Exercise details
The lines you return should be those containing the string "pixel", taken from the data below.

"""

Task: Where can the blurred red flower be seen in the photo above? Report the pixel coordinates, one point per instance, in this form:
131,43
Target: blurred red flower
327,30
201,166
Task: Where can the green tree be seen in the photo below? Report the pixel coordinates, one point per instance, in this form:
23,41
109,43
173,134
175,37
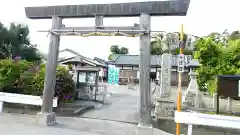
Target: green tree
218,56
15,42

"""
"""

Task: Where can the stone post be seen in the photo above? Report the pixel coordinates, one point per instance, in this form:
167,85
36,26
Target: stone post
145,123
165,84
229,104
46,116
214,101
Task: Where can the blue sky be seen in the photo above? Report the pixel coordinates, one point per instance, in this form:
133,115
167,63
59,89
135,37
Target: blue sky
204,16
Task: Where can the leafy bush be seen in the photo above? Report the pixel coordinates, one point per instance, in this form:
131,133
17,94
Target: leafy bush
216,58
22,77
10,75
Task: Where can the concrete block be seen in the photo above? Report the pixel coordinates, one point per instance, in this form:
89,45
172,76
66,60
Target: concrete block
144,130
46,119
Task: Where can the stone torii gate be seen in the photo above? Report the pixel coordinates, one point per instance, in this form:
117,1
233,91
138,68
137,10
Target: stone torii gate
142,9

"""

Answer section
Task: Where can the blurred red flower be seen in the photo above? Report the pixel coordinates, one point per instance, in this form:
Task: Where can the green tree be seen in the photo below? Report the pixel coordinates, one point per instance, in this form:
Task: Where can the stone post be seen in the photo above? Report the pixel coordinates, one point per instance, in this form:
Task: Where can the blue sky be seen in the photo above? Report the pixel coordinates, one point per instance, in this form:
Task: Where can the leafy bush be seen in the photo above? Report the pixel coordinates, one point per instance, in this form:
Task: Where can the concrete block be seen in the photo above? Report the pixel coordinates, one point per instance, in this form:
Task: Where can the stone torii gate be seen in the photo above? Report the pixel coordinates, one point per instance, in this form:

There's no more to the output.